Work task:
Set down every record below exactly as it stands, leaving out the pictures.

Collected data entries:
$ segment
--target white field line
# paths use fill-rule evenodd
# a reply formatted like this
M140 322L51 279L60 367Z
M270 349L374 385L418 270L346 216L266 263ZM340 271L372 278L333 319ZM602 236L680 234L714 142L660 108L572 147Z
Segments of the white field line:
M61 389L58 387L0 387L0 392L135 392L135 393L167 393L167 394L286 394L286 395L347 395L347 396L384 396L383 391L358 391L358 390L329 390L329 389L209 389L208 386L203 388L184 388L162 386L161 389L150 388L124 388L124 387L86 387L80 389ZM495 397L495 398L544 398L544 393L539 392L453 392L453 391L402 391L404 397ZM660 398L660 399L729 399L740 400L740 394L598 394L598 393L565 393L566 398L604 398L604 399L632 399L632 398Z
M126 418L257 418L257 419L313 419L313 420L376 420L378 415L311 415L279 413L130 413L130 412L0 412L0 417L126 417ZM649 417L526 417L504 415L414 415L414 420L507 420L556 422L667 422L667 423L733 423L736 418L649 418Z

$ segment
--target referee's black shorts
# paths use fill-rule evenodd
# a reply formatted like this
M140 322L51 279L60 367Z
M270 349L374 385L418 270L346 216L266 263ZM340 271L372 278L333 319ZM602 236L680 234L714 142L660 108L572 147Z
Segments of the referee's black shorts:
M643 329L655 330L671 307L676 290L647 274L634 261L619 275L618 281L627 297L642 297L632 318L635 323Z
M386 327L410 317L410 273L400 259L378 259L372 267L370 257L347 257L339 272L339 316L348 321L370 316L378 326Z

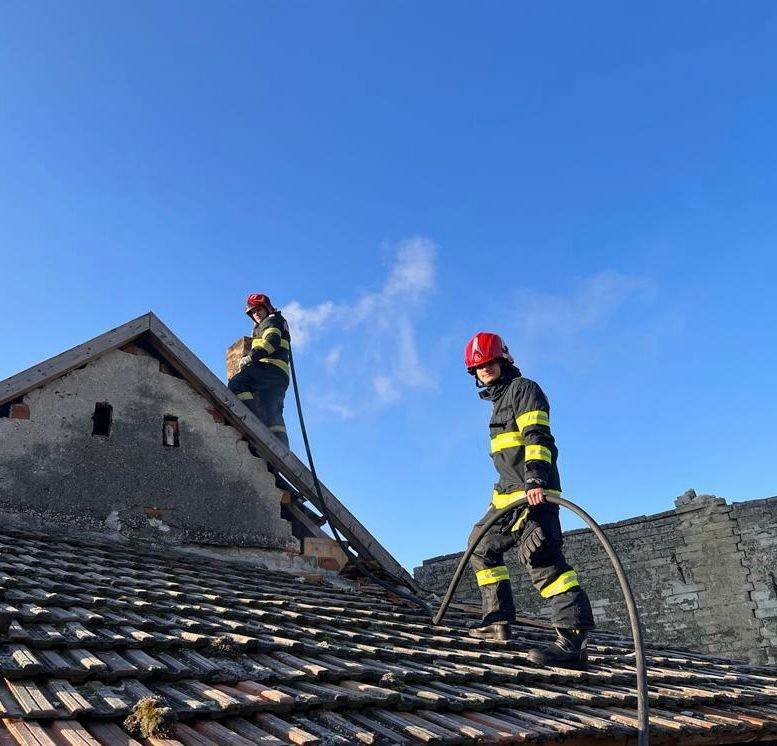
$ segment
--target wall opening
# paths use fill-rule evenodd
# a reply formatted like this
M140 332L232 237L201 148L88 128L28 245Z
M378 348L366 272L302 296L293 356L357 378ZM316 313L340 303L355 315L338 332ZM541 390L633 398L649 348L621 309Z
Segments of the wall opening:
M113 423L113 407L107 401L97 402L92 415L92 435L102 435L107 438L111 434Z
M23 405L24 397L20 396L18 399L11 399L11 401L7 401L5 404L0 404L0 417L10 417L13 418L14 416L14 408L18 405ZM25 418L22 418L25 419Z
M166 414L162 422L162 445L167 448L178 448L181 445L178 418L171 414Z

Answer section:
$ segment
--target white field line
# paths use fill-rule evenodd
# a reply formatted like this
M140 322L51 279L60 367Z
M270 349L374 385L418 270L346 216L266 263ZM340 271L372 278L333 319ZM602 236L680 234L714 142L660 108L572 147Z
Segments of the white field line:
M61 389L58 387L0 387L0 392L135 392L135 393L167 393L167 394L286 394L286 395L347 395L347 396L384 396L383 391L358 391L358 390L329 390L329 389L209 389L208 386L203 388L184 388L162 386L161 389L150 388L124 388L124 387L86 387L80 389ZM495 397L495 398L544 398L544 393L539 392L453 392L453 391L402 391L404 397ZM660 398L660 399L729 399L740 400L740 394L598 394L598 393L565 393L566 398L604 398L604 399L632 399L632 398Z
M126 418L257 418L257 419L313 419L313 420L376 420L378 415L311 415L279 413L130 413L130 412L0 412L0 417L126 417ZM649 417L526 417L504 415L414 415L414 420L507 420L556 422L667 422L667 423L733 423L736 418L649 418Z

$ segment
--target referee's black shorts
# paths use fill-rule evenodd
# a reply formatted like this
M140 322L51 279L60 367Z
M270 349L374 385L418 270L346 216L266 263ZM340 271L372 278L333 319ZM602 236L680 234L714 142L660 108L572 147Z
Segments of the referee's black shorts:
M643 329L655 330L671 307L676 290L647 274L634 261L619 275L618 281L627 297L642 297L632 318L635 323Z
M386 327L410 317L410 273L400 259L378 259L372 267L370 257L347 257L339 272L339 316L348 321L370 316L378 326Z

$ segment
--target wall opening
# paths use fill-rule evenodd
# a reply formatted like this
M140 332L232 237L201 148L88 128L28 245Z
M378 348L366 272L302 296L293 356L357 378ZM316 313L340 303L355 315L338 332ZM541 390L633 398L649 348L621 309Z
Segments of the wall opening:
M113 423L113 407L107 401L97 402L92 415L92 435L102 435L107 438L111 434Z
M23 405L24 397L20 396L18 399L11 399L11 401L7 401L5 404L0 404L0 417L10 417L13 418L14 416L14 408L18 405ZM25 418L22 418L25 419Z
M166 414L162 422L162 445L167 448L178 448L181 445L178 418L171 414Z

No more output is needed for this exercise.